Natural language region descriptions
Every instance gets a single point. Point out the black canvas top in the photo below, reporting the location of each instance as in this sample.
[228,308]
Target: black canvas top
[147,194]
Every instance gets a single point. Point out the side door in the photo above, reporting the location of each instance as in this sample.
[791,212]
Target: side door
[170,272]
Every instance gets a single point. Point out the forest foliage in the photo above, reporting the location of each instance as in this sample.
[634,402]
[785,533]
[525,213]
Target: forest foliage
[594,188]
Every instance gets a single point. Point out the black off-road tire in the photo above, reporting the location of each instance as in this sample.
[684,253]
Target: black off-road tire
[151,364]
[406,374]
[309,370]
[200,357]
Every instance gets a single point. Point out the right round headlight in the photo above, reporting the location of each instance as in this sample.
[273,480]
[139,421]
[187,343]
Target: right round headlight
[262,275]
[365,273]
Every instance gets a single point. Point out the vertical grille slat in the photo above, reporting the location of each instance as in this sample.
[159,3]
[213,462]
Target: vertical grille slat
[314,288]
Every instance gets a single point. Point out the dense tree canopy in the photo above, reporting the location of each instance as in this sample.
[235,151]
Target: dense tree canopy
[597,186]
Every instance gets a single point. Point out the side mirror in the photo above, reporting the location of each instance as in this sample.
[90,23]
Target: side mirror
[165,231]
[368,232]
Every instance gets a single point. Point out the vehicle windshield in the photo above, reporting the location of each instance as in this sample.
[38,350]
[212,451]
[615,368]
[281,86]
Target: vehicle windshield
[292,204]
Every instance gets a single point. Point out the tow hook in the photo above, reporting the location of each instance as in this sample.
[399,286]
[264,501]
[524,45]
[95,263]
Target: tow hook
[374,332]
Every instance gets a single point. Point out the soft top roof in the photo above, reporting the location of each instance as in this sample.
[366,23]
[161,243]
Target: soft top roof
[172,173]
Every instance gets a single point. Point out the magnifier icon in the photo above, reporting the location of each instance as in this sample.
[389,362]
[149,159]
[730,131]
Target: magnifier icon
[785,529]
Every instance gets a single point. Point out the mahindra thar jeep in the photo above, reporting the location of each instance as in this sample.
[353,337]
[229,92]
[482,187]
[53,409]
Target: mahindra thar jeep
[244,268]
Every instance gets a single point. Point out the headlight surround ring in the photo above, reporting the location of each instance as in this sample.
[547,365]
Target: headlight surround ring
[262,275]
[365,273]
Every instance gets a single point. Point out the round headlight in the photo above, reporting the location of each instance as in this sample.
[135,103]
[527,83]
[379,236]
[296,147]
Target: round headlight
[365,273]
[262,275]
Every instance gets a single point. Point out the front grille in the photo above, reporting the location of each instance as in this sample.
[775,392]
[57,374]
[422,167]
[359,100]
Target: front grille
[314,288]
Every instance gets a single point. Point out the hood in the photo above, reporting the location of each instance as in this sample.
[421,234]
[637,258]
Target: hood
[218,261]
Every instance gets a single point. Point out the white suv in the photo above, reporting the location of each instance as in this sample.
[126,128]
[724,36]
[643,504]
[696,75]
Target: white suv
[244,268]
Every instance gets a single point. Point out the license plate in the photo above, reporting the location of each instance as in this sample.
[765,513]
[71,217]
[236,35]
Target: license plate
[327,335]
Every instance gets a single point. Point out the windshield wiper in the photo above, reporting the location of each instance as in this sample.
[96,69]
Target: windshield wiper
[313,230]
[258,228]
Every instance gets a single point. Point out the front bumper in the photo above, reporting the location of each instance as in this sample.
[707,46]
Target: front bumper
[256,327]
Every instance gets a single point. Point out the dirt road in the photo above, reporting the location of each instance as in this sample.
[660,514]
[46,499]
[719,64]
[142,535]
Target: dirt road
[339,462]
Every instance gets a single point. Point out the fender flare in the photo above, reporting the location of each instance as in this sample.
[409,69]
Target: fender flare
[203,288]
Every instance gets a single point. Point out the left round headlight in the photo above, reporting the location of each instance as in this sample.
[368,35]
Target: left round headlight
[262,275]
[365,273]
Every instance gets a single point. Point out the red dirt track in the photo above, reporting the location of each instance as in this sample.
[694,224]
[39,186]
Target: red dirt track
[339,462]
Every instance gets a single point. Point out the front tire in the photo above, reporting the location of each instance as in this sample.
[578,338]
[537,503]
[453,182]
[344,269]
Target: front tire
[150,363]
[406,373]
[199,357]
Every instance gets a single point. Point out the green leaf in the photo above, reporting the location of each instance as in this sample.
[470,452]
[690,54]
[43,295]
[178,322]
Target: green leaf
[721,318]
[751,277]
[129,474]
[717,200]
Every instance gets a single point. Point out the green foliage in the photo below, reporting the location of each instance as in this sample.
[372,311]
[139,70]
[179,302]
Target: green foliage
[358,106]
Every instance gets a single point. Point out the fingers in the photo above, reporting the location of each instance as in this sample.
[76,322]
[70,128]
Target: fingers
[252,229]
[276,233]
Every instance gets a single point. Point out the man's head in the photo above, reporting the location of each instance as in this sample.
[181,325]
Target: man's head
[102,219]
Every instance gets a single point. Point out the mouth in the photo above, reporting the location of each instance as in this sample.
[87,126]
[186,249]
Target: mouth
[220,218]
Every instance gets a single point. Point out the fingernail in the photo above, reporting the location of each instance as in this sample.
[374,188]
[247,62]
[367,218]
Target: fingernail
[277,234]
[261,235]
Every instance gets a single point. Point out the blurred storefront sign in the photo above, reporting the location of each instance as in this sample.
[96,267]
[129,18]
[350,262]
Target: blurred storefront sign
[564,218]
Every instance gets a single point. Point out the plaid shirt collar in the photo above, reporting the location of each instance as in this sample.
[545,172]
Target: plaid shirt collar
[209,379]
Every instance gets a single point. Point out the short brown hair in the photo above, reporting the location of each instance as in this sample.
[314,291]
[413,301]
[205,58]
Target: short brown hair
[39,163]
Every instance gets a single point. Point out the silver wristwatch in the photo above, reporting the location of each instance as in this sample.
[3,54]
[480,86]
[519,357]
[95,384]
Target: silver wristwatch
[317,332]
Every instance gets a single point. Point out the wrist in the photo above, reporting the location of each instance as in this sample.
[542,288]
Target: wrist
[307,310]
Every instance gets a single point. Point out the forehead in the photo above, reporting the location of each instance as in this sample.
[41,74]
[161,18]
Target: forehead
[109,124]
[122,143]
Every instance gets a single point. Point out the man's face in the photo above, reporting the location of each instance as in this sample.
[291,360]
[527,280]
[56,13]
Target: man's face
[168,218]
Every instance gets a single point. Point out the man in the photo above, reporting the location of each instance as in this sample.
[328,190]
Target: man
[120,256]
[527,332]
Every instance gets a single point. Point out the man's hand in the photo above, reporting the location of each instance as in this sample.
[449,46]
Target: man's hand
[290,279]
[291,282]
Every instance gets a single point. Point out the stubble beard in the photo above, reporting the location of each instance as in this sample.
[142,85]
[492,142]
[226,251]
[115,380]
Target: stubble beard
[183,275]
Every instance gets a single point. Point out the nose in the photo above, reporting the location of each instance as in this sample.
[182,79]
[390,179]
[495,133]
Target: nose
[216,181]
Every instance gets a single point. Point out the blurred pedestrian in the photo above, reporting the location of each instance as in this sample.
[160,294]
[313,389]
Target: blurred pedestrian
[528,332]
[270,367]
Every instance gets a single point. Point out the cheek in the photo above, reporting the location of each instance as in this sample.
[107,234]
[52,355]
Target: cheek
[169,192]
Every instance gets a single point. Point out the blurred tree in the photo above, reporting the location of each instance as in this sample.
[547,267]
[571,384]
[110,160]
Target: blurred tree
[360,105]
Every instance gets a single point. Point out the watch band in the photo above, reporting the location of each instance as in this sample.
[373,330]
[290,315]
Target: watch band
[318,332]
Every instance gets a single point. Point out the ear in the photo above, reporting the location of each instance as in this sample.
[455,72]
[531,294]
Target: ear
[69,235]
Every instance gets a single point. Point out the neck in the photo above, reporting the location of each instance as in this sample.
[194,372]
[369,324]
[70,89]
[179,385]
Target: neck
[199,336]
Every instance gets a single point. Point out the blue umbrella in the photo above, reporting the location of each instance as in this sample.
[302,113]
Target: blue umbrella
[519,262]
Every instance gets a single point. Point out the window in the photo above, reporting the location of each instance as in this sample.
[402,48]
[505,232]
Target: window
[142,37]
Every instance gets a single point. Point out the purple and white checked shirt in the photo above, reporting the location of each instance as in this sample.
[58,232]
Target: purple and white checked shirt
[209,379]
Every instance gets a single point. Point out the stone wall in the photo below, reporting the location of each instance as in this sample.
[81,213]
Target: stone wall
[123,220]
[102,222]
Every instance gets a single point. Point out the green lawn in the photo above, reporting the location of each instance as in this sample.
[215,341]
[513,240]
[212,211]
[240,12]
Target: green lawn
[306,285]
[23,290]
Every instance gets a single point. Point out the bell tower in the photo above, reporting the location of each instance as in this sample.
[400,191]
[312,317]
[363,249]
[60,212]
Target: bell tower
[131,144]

* **TASK BRIEF**:
Return every line of the entries above that the string "below" appears in.

* **RESPONSE BOX**:
Every instance gets a single point. Point out the black canvas top in the photo below, reporting the location of each instance as in this sample.
Every instance gets a single point. Point out the green foliage in the photo below, reporting the location of each instance as in this sample.
Every instance gets a single point. Point out the stone wall in the photo below, reporting the location of each instance as in this sample.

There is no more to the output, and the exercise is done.